The Incredibly-Patient-Mother was up for a visit this weekend and then I got to meet the family of a long-standing internet friend. We had the usual conversation of "now, how do I know you again?" which seems more and more frequent in adult life. And he pointed out gleefully that I was knitting.
A current project you've not yet seen, a new triangle for the Philosopher. It's based on the Fibonacci sequence and I'm fairly close to finished. The yarn may look familiar, it's the 3rd time I've knit it up and so help me, the last time. It's Dizzy Blonde in one of her original colorways. First it was a hat, then a different scarf, now it's this one.
I was feeling a little guilty recently that I've not been reading as much as I would like to or am used to. A lot of this is due to the constant consumption of text throughout the workday--although arguably much of that isn't reading. If I'm doing a literature search I'm processing words, titles, search strings etc I am seeing and accepting or rejecting text -- but ask me in three days and it's likely that the content will be entirely out of my head. It's usually not mine so it isn't important that I hold on to it.
Then I started counting the new books I've listened to over the past few months and I began to feel a bit better. I've listened to 9 new books from Audible in the past 6 months, several more from the library, and I've read a few books in print or on my various devices. So I'm probably in the neighborhood of 15-20 new books so far this year, plus rereads/listens. It made me feel surprisingly better. I've been feeling like a bad reader who was disengaged. And I don't hesitate to point out that an ability to shotgun Miss Fisher's Murder Mysteries has been most useful (to the point that I'm out of backlogged Audible credits and seriously considering buying a few extra).

Dataset excerpts:
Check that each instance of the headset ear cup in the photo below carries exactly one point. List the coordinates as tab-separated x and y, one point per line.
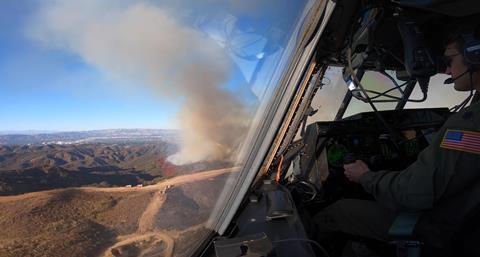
471	51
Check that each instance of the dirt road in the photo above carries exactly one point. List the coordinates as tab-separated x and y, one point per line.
147	236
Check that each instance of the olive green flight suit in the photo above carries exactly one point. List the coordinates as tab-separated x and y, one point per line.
444	183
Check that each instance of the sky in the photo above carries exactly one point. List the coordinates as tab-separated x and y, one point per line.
50	89
201	67
71	65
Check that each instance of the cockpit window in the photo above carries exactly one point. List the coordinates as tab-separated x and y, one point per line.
122	122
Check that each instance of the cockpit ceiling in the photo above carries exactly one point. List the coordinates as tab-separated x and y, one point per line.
455	8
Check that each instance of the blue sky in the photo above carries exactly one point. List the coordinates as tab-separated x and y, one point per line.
49	89
46	87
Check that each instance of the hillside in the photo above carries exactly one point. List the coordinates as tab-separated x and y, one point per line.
30	168
148	221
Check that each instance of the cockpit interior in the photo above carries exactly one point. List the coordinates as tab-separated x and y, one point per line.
401	41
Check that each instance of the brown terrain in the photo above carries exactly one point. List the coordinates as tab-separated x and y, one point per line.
31	168
164	219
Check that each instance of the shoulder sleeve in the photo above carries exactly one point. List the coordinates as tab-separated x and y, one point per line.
411	189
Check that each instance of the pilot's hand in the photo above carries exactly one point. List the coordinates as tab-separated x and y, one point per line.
354	171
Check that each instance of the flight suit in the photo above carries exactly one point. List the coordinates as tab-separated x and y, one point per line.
444	184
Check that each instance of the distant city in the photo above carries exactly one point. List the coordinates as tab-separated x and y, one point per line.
94	136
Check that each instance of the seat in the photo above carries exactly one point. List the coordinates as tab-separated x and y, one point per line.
401	231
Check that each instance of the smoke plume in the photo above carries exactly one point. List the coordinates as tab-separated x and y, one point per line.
145	44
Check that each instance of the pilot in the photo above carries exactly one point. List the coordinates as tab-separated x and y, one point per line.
443	184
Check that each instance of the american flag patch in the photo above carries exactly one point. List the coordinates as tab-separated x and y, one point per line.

STUDY QUESTIONS =>
1. According to the blog post about knitting and reading, how many new books from Audible has the writer listened to in the past six months?
2. Summarize the blog post about knitting and reading in two sentences.
3. Extend the blog post about knitting and reading, picking up after its final sentence.

ANSWERS PROVIDED =>
1. Nine.

2. The writer is close to finishing a Fibonacci-based triangle for the Philosopher, knit from Dizzy Blonde yarn that has already been knit up twice before. After feeling guilty about not reading enough, the writer counted roughly 15-20 new books so far this year, many of them listened to, and felt surprisingly better.

3.
It's not what I was reading when I lived in La Crosse, but the job and my reading has changed. What I have energy for of late has changed. And the audiobooks give me a little more time to clean, knit, or at least get from point A to point B. Several times recently as I've been listening, I've sat down for a few minutes and tried to pick up a book to read simultaneously. It takes a minute for me to realize why I cannot listen to an audiobook and read another text. All the better to grab my knitting, right?
My Loopy Academy assignment comes on Friday, I've no idea what Sherry has planned for fall but when it comes out, that plus Christmas knitting is getting sorted *this weekend.* I am optimistic that I could perhaps get a lead on things. In theory. Perhaps.
And now that I have to decide which murder mystery to consume on the way home, the e-print one I just checked out or the Audible one I'm most of the way through (but it's a re-read). Decisions, decisions.